■ Exercise description
Given the material below, repeat exactly the lines from the one containing "Target: valley" through the final line, and nothing else.
————
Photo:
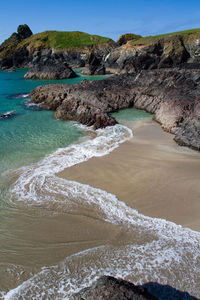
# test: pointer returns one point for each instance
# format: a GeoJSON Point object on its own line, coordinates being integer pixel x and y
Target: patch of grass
{"type": "Point", "coordinates": [191, 33]}
{"type": "Point", "coordinates": [63, 40]}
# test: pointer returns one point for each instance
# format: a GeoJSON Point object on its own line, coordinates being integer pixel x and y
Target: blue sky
{"type": "Point", "coordinates": [108, 18]}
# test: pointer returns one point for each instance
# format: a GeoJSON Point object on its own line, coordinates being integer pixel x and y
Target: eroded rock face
{"type": "Point", "coordinates": [96, 67]}
{"type": "Point", "coordinates": [173, 95]}
{"type": "Point", "coordinates": [166, 52]}
{"type": "Point", "coordinates": [51, 67]}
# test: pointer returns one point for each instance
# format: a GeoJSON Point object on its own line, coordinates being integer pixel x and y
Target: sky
{"type": "Point", "coordinates": [109, 18]}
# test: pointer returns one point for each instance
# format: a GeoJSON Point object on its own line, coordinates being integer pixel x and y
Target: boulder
{"type": "Point", "coordinates": [50, 67]}
{"type": "Point", "coordinates": [172, 95]}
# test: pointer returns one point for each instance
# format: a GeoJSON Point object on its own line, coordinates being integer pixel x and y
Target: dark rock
{"type": "Point", "coordinates": [173, 95]}
{"type": "Point", "coordinates": [124, 38]}
{"type": "Point", "coordinates": [161, 53]}
{"type": "Point", "coordinates": [110, 288]}
{"type": "Point", "coordinates": [7, 115]}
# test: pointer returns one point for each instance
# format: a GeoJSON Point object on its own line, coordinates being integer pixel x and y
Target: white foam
{"type": "Point", "coordinates": [158, 250]}
{"type": "Point", "coordinates": [31, 182]}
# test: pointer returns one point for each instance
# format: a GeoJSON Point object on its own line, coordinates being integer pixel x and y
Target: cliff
{"type": "Point", "coordinates": [154, 52]}
{"type": "Point", "coordinates": [73, 48]}
{"type": "Point", "coordinates": [173, 95]}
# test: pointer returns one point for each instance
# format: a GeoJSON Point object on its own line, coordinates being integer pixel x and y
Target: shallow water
{"type": "Point", "coordinates": [57, 236]}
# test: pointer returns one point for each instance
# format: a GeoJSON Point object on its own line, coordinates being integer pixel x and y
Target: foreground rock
{"type": "Point", "coordinates": [50, 69]}
{"type": "Point", "coordinates": [110, 288]}
{"type": "Point", "coordinates": [173, 95]}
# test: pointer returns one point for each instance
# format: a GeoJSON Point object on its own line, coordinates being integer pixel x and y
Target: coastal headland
{"type": "Point", "coordinates": [160, 75]}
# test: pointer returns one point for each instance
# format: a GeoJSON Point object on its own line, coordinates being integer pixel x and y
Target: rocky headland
{"type": "Point", "coordinates": [24, 49]}
{"type": "Point", "coordinates": [172, 95]}
{"type": "Point", "coordinates": [53, 68]}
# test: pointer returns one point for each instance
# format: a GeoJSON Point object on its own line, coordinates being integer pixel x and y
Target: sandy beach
{"type": "Point", "coordinates": [150, 173]}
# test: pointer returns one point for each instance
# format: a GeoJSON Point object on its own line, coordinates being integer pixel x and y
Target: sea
{"type": "Point", "coordinates": [56, 235]}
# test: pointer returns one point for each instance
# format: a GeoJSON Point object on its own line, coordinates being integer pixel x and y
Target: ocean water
{"type": "Point", "coordinates": [47, 247]}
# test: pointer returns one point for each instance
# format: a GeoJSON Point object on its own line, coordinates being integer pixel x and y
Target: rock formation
{"type": "Point", "coordinates": [173, 95]}
{"type": "Point", "coordinates": [124, 38]}
{"type": "Point", "coordinates": [96, 67]}
{"type": "Point", "coordinates": [23, 49]}
{"type": "Point", "coordinates": [51, 67]}
{"type": "Point", "coordinates": [154, 53]}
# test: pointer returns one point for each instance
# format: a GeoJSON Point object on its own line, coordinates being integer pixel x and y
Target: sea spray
{"type": "Point", "coordinates": [153, 250]}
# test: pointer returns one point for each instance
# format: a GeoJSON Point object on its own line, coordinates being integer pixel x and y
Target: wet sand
{"type": "Point", "coordinates": [150, 173]}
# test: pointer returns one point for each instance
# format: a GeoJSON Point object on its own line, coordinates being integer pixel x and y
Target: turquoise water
{"type": "Point", "coordinates": [31, 133]}
{"type": "Point", "coordinates": [49, 219]}
{"type": "Point", "coordinates": [132, 114]}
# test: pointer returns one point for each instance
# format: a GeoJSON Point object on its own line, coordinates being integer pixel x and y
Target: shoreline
{"type": "Point", "coordinates": [150, 173]}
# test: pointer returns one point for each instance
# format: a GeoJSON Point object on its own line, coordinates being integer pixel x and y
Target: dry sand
{"type": "Point", "coordinates": [150, 173]}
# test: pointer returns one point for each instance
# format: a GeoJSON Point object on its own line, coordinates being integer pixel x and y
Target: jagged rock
{"type": "Point", "coordinates": [159, 53]}
{"type": "Point", "coordinates": [173, 95]}
{"type": "Point", "coordinates": [7, 115]}
{"type": "Point", "coordinates": [95, 66]}
{"type": "Point", "coordinates": [50, 67]}
{"type": "Point", "coordinates": [124, 38]}
{"type": "Point", "coordinates": [24, 32]}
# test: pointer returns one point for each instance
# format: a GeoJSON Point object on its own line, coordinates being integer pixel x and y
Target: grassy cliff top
{"type": "Point", "coordinates": [187, 35]}
{"type": "Point", "coordinates": [63, 40]}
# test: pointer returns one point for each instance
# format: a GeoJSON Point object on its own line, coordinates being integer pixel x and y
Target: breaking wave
{"type": "Point", "coordinates": [152, 250]}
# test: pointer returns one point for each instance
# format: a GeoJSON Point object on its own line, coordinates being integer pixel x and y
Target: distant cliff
{"type": "Point", "coordinates": [23, 49]}
{"type": "Point", "coordinates": [173, 95]}
{"type": "Point", "coordinates": [179, 49]}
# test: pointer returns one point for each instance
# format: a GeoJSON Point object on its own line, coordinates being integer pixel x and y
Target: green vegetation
{"type": "Point", "coordinates": [63, 40]}
{"type": "Point", "coordinates": [187, 34]}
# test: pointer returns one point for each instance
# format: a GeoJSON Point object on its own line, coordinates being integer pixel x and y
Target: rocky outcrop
{"type": "Point", "coordinates": [173, 95]}
{"type": "Point", "coordinates": [110, 288]}
{"type": "Point", "coordinates": [8, 47]}
{"type": "Point", "coordinates": [23, 49]}
{"type": "Point", "coordinates": [155, 53]}
{"type": "Point", "coordinates": [7, 115]}
{"type": "Point", "coordinates": [50, 68]}
{"type": "Point", "coordinates": [95, 66]}
{"type": "Point", "coordinates": [124, 38]}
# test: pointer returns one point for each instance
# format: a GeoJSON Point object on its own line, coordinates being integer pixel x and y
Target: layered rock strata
{"type": "Point", "coordinates": [173, 95]}
{"type": "Point", "coordinates": [155, 53]}
{"type": "Point", "coordinates": [50, 68]}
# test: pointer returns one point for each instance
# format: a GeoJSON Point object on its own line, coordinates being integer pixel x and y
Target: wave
{"type": "Point", "coordinates": [154, 250]}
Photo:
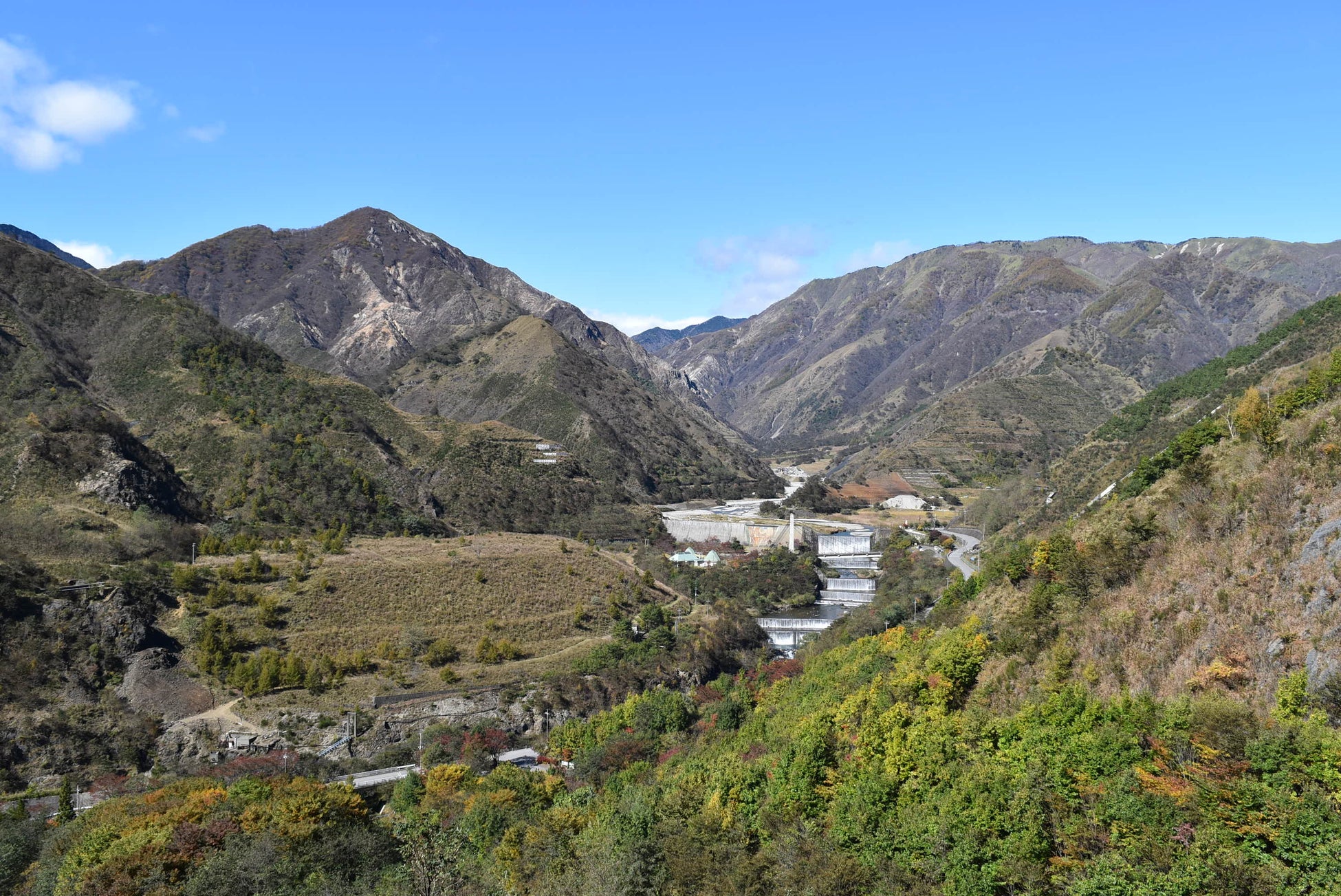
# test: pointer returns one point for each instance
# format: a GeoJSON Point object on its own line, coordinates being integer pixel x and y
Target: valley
{"type": "Point", "coordinates": [998, 569]}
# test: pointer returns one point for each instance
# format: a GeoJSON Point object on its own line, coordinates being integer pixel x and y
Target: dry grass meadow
{"type": "Point", "coordinates": [521, 588]}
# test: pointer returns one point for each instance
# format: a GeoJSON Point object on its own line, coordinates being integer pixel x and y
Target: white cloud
{"type": "Point", "coordinates": [207, 135]}
{"type": "Point", "coordinates": [761, 269]}
{"type": "Point", "coordinates": [96, 254]}
{"type": "Point", "coordinates": [636, 324]}
{"type": "Point", "coordinates": [43, 124]}
{"type": "Point", "coordinates": [880, 254]}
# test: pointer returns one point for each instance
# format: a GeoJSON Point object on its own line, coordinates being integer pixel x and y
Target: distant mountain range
{"type": "Point", "coordinates": [436, 331]}
{"type": "Point", "coordinates": [992, 353]}
{"type": "Point", "coordinates": [657, 338]}
{"type": "Point", "coordinates": [970, 358]}
{"type": "Point", "coordinates": [46, 245]}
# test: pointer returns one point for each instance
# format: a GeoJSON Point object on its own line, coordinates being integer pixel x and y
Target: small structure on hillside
{"type": "Point", "coordinates": [695, 558]}
{"type": "Point", "coordinates": [241, 741]}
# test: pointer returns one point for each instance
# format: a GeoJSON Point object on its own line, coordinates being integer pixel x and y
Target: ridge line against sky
{"type": "Point", "coordinates": [657, 165]}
————
■ Solution below
Target: valley
{"type": "Point", "coordinates": [998, 569]}
# test: pointer returns one point for each instance
# format: a GeoJSON Point object on its own line, coordinates being integer pixel x and y
Target: dry grass meadow
{"type": "Point", "coordinates": [521, 588]}
# test: pointer returns one point for each instance
# format: a GeoJSON Point object on its own line, coordinates being integer pixel x and y
Target: white cloud
{"type": "Point", "coordinates": [207, 135]}
{"type": "Point", "coordinates": [761, 269]}
{"type": "Point", "coordinates": [96, 254]}
{"type": "Point", "coordinates": [636, 324]}
{"type": "Point", "coordinates": [43, 124]}
{"type": "Point", "coordinates": [880, 254]}
# test: pointer returns one point for each instance
# format: a GeoJSON Point object on its own line, coordinates being integer pixel x and y
Target: distant mountain range
{"type": "Point", "coordinates": [436, 331]}
{"type": "Point", "coordinates": [992, 353]}
{"type": "Point", "coordinates": [657, 338]}
{"type": "Point", "coordinates": [970, 358]}
{"type": "Point", "coordinates": [46, 245]}
# test: pointer returns one point for each instance
# format: a GeoJSON Point object on its own line, coordinates being integer pixel x and y
Target: small structure on hillside
{"type": "Point", "coordinates": [695, 558]}
{"type": "Point", "coordinates": [241, 741]}
# test: pointer returns one point for each instance
# format: a GeoJSON Point object on its own line, coordinates being integer pixel x and y
Target: ridge line against sky
{"type": "Point", "coordinates": [657, 165]}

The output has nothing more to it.